• EXERCISE OBJECTIVE
Carry on the text below about weighing evidence against threat hypotheses, picking up after its final sentence.

The upper right hand table on Fig. 4 provides a means by which all evidence and associated information may be examined. The bottom right hand panel provides a global overview facility which can be used to navigate around the network: e.g. when focusing on sub-components of the problem such as Village A. Alternatively, another part of the network may be looking at the threats relating to an imminent state visit; in this case the global overview would show all the possible threats and how they might relate.

The same evidence may be used to support multiple hypotheses, or to support one hypothesis and refute another; it is not necessary to input the same evidence again for different hypotheses. For example, “suspicious activity at Village A” relates to multiple hypotheses, see Fig. 4. The advantage of this is that it avoids creating a misleading impression of the number of evidence items available; that is, the same evidence appearing multiple times for different hypotheses.

The influence of individual and combined evidence is analyzed automatically for the six hypotheses. It is vital that the system can readily be updated to respond to rapidly evolving situations; here, the effect of new information can be visualized instantly. Hypothesis analysis is a dynamic process; new hypotheses can be generated or removed when the situation changes, when new evidence is gathered or when there are changes in existing evidence/situations. Hypotheses can also be saved, re-used or modified for future IRs.

Different analytical processes can be used to analyze the data. In this example, the system calculates the strength of all the evidence relating to all the hypotheses; this reveals that Village A is indeed a likely ambush location. In light of this, the convoy should either alter its route to avoid Village A or prepare for a possible ambush. The display can also be used to brief the commander about all the threats considered, which is the most likely threat, and why. The understanding of the hypotheses and corresponding evidence as well as the analysts’ notes give an idea of the reasoning of why the locations were chosen.

• AVAILABLE DATA
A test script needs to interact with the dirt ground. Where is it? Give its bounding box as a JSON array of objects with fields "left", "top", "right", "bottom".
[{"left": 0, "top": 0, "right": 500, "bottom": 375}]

• ANSWER TO THE EXERCISE
This concept can be transferred for use in other applications such as financial risk analysis or medical analysis [18].

5 Conclusions

The case study has illustrated the interactive formation, visualization and analysis of dynamic hypotheses for decision-making in ill-defined problems; with provenance for explicit data, defined analytical process and some implicit knowledge/experience from the analysts. It shows the benefits of interactive analysis and visualization in response to changes in evidence and hypotheses; such as reducing bias and improving efficiency. Furthermore, the approach considers the degree of uncertainty in each piece of evidence and its role in supporting/refuting different hypotheses. The data provenance and the data uncertainty can be expressed by the user based on assessment of its source, assessment of the information, as well as consideration of the links between the evidence and hypotheses. It also provides an audit trail of the analysis in terms of data provenance, analytical provenance, and, to certain extent, reasoning provenance.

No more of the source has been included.